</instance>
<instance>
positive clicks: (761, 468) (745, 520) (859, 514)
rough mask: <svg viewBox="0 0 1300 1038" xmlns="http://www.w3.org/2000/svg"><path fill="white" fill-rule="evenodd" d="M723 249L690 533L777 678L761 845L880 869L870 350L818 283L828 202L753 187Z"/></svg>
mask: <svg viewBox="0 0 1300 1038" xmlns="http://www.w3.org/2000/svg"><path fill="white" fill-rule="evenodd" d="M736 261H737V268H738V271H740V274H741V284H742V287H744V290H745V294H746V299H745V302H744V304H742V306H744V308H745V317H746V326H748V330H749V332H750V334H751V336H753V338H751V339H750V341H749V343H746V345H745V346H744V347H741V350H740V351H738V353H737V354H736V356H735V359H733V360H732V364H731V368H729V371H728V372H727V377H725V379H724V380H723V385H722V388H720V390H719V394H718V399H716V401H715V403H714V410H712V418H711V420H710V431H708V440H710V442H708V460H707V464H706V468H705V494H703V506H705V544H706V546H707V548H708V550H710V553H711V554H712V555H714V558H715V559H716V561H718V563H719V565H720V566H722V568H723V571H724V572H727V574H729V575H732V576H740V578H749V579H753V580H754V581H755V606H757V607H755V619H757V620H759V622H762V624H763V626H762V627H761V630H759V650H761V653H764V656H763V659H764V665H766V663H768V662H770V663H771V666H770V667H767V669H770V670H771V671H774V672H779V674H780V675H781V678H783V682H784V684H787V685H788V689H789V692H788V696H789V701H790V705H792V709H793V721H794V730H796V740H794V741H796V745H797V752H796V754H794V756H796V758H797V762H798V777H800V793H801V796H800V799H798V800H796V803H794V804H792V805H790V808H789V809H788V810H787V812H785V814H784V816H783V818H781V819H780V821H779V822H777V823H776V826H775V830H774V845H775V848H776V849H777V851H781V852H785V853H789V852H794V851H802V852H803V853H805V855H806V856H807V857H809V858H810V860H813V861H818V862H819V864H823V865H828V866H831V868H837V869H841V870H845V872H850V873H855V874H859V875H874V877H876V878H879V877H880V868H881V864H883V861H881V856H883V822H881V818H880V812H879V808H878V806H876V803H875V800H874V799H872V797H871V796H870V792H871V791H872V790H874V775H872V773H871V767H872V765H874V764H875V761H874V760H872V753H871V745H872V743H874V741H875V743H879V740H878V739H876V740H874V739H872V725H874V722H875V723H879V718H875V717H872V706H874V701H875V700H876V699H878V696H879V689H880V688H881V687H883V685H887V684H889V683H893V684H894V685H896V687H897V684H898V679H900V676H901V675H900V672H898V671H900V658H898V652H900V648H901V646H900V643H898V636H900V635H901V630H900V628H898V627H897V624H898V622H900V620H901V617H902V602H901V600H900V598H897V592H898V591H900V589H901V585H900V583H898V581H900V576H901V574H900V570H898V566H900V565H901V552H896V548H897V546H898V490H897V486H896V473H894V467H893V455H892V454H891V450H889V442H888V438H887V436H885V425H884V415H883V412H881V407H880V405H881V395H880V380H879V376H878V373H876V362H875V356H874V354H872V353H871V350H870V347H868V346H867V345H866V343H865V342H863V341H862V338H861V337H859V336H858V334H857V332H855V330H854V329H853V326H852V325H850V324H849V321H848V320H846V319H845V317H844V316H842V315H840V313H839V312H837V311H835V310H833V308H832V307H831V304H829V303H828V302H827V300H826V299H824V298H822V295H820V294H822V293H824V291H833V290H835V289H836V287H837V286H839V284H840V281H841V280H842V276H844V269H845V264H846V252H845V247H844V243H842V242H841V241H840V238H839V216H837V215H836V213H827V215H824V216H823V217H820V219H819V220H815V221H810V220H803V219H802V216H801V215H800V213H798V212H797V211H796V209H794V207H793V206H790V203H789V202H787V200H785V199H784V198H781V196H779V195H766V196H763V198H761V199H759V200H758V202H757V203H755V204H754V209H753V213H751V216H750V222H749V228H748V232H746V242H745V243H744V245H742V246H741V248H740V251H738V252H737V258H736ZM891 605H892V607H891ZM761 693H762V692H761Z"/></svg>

----

**About this exercise:** Please give the records again from the start through the line with "rough mask: <svg", replacing "positive clicks" with "foreground clicks" and changing nothing else.

**Expected answer:**
</instance>
<instance>
foreground clicks: (761, 468) (745, 520) (859, 514)
rough mask: <svg viewBox="0 0 1300 1038" xmlns="http://www.w3.org/2000/svg"><path fill="white" fill-rule="evenodd" d="M723 249L690 533L777 678L761 845L880 869L870 350L818 283L828 202L753 187Z"/></svg>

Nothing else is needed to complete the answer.